**Text excerpt:**
⁂

This dual Maxsun card is not proven and is made by a Chinese company, so they must be cutting corners. if it is priced around 700 bucks, it could be a novelty purchase
Not counting tariffs $700 actually sounds like a small markup, and the only cut corner and risk being production scale. I really can't imagine them selling like hotcakes.
However, I’m going to move forward with a B60 24 GB card, maybe buy two to start things off.
If you have the space, that should be just as good (or bad), but offer the flexibility to repurpose the two sepearately.
The Nvidia Empire is collapsing, Intel is quietly becoming the platform for creative work. Get in now while prices are good.
Collapsing is where I believe Intel is far ahead in the lead and that could become an issue in terms of support and long-term value.
After some initial evaluation my B580 sits in storage mostly as a spare. At €300 in January it was fair value for the price, but not a great GPU. I fear margins aren't where Intel needs them to carry on. It still retains some of the A770 issues around power consumption and nearly no XeSS (and AI) support in games (apps).
If I was really hard pressed on money, I'd probably go for a 5060 instead, even at 8GB. Otherwise I'd aim for a 5060ti with16GB or save for something bigger.
If I could swap the B580 for a 24GB variant at €50 extra, I'd probably do that, mostly for curiosity's sake. But I wouldn't buy a 24GB variant new: the value of the additional RAM may be much less than what you're hoping for.

⁂

**Data for analysis:**
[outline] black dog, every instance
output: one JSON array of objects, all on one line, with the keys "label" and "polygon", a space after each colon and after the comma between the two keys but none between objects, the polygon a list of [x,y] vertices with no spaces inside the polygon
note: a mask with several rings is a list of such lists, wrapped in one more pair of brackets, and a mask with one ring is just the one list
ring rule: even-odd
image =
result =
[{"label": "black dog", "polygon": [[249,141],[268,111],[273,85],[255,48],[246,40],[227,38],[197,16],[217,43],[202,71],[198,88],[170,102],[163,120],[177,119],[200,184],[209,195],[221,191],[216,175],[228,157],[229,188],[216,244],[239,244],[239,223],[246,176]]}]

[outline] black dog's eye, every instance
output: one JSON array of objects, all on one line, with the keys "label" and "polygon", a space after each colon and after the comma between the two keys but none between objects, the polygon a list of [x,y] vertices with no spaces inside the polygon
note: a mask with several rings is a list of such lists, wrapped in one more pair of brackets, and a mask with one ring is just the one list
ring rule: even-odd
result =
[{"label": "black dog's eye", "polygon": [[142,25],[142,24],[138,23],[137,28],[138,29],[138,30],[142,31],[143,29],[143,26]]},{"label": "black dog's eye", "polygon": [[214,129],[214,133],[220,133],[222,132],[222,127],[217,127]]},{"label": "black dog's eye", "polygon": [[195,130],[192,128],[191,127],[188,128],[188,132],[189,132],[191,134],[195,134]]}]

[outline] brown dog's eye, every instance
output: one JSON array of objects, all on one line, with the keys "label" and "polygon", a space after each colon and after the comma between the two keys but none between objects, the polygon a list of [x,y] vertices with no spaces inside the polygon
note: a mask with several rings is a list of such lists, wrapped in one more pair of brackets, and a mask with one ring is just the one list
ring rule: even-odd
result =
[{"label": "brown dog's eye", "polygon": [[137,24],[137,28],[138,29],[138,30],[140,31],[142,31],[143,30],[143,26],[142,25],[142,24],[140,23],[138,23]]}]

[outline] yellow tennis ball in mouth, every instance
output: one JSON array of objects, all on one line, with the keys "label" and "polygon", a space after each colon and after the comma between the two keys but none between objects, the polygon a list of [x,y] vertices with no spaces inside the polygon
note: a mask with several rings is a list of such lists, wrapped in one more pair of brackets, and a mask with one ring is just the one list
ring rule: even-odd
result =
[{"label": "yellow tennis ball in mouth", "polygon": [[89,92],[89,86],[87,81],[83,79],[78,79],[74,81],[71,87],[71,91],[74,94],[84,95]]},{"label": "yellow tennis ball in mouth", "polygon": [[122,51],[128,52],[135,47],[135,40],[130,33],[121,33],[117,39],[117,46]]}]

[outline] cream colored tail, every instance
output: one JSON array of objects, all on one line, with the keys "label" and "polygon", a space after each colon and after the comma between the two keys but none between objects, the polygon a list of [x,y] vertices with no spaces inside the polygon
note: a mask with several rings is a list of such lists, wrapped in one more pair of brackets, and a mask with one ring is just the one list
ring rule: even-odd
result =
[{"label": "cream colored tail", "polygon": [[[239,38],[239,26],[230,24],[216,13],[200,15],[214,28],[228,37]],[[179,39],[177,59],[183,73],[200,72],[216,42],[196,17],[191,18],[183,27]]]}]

⁂

**Problems and tasks:**
1. In the graphics card discussion, what did the B580 cost in January?
2. Continue the graphics card discussion from the point where it stops.

**Answers to the problems:**
1. €300.

2.
I have a 24GB RTX 4090 and there aren't that many off-the-shelf, home-use models that fit that exact RAM size. Most of the 70B stuff really needs much more and even 35B models struggle. Designing and training your own size matching variant, even if you can use an existing open source dataset and model as a base, is way beyond what even Intel seems ready to invest: don't expect anyone else doing that, unless that were their only choice.
I can't see that B60 card fitting any workload I care about. The base B580 isn't great at 1440 gaming and 24GB doesn't improve that. But even with AI/ML 24GB isn't a very useful RAM size while lack of software support may mean that it delivers much less than a CUDA capable card would deliver with similar hardware specs.
Model design and training for denser models might be a niche, but even there you'd much rather use the CUDA ecosystem. For anything LLM even huge piles of these won't do any good, even if you could afford to write your own software stack like DeepSeek did: not for design, not even for training, and not for inference.
I'd be happy to hear your experiences if you dare to try.
In cases like this I like to ensure that I have a 30 day free return window available full time.